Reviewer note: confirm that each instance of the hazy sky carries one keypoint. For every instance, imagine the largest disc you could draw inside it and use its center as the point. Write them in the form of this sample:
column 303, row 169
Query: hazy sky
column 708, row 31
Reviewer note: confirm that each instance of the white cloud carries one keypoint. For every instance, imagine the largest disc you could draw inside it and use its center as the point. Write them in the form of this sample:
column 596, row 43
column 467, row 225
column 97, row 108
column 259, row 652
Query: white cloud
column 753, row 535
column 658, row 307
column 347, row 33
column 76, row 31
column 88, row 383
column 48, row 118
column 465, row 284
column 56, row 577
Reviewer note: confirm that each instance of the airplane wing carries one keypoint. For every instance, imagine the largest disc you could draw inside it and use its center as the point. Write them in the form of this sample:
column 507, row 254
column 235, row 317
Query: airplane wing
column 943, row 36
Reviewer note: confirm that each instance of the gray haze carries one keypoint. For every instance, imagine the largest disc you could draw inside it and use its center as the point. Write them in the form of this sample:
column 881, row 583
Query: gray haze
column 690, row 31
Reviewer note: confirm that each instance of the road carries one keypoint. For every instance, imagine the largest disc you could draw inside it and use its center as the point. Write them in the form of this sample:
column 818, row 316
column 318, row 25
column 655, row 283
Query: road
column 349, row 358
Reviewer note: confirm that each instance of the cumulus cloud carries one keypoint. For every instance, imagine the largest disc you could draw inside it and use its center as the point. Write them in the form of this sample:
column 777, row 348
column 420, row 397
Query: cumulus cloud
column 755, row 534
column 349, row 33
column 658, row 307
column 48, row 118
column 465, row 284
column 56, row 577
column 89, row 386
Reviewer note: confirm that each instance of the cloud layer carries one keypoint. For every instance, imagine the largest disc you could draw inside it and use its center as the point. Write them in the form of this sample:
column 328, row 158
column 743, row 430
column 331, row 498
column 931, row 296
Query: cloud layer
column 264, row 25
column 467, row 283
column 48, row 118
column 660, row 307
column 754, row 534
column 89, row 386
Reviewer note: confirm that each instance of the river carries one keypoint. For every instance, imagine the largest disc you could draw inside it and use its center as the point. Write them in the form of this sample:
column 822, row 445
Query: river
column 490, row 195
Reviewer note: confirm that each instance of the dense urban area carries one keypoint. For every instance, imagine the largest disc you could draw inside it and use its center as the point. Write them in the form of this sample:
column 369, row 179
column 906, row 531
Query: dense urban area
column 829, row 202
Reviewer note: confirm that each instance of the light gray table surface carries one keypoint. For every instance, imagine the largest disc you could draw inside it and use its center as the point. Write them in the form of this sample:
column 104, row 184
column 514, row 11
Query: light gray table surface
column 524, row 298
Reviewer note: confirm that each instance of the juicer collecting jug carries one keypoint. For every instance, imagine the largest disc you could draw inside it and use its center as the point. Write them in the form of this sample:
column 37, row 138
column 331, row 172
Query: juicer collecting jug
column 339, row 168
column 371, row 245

------------------------------------------------

### Your assignment
Every record, from top to bottom, must be transcribed exactly.

### Reply to the exercise
Reviewer note: confirm that each instance of the hazy sky carries one keypoint. For every instance, imagine the largest disc you could draw inside it and use its center as the point. Write them in the form of this sample:
column 303, row 169
Query: hazy sky
column 708, row 31
Reviewer note: confirm that each instance of the white cloud carries one keypoint. For every instance, imagine the largest disc you could draw inside it and use its center as the point. Write them in the form of this sample:
column 596, row 43
column 467, row 225
column 97, row 108
column 259, row 652
Query: white cloud
column 753, row 535
column 658, row 307
column 347, row 33
column 76, row 31
column 88, row 383
column 48, row 118
column 465, row 284
column 56, row 577
Reviewer note: confirm that each instance of the airplane wing carries one keypoint. For every instance, imagine the largest disc you could draw inside it and use its center as the point. Write them in the form of this sample:
column 507, row 254
column 235, row 317
Query: airplane wing
column 943, row 36
Reviewer note: confirm that each instance of the gray haze carries one keypoint. For every instance, imagine the largest disc you could draw inside it and use its center as the point. Write them in the form of this sample:
column 881, row 583
Query: gray haze
column 690, row 31
Reviewer note: confirm that each instance of the road carries one keypoint. For every instance, imagine the largest disc you could draw inside it and use its center as the point. Write them in the form of this sample:
column 818, row 316
column 318, row 25
column 655, row 283
Query: road
column 349, row 358
Reviewer note: confirm that each instance of the cumulus cloud carries one keypoint. For every instance, imagine the largest disc you could draw inside it and use its center as the point. Write them in the form of this sample:
column 777, row 348
column 420, row 397
Query: cumulus cloud
column 755, row 534
column 349, row 33
column 658, row 307
column 48, row 118
column 465, row 284
column 56, row 577
column 89, row 386
Reviewer note: confirm that each instance of the cloud layer carries one keypoint. For every instance, imagine the largest disc you could draw inside it and use its center as the point. Write them in the form of this sample:
column 328, row 158
column 743, row 430
column 331, row 498
column 931, row 296
Query: cloud layer
column 264, row 25
column 467, row 283
column 48, row 118
column 660, row 307
column 754, row 534
column 89, row 386
Reviewer note: confirm that each instance of the river carries one keypoint. For every instance, imagine the largest disc you could draw inside it and use its center as the point. Write them in the form of this sample:
column 822, row 445
Query: river
column 490, row 195
Reviewer note: confirm that each instance of the dense urban area carries one keypoint. For every instance, imagine the largest disc you could draw inside it and use its center as the point. Write them in the form of this sample:
column 369, row 179
column 906, row 531
Query: dense urban area
column 829, row 202
Reviewer note: confirm that each instance of the light gray table surface carries one keypoint. For every instance, imagine the largest disc you could draw inside it and use its center as the point. Write them in the form of this sample:
column 104, row 184
column 514, row 11
Query: light gray table surface
column 524, row 298
Reviewer note: confirm that each instance of the juicer collecting jug carries one keypoint. For every instance, imagine the largest disc you could draw inside it and use its center as the point. Write them in the form of this sample:
column 37, row 138
column 331, row 172
Query: juicer collecting jug
column 339, row 168
column 371, row 245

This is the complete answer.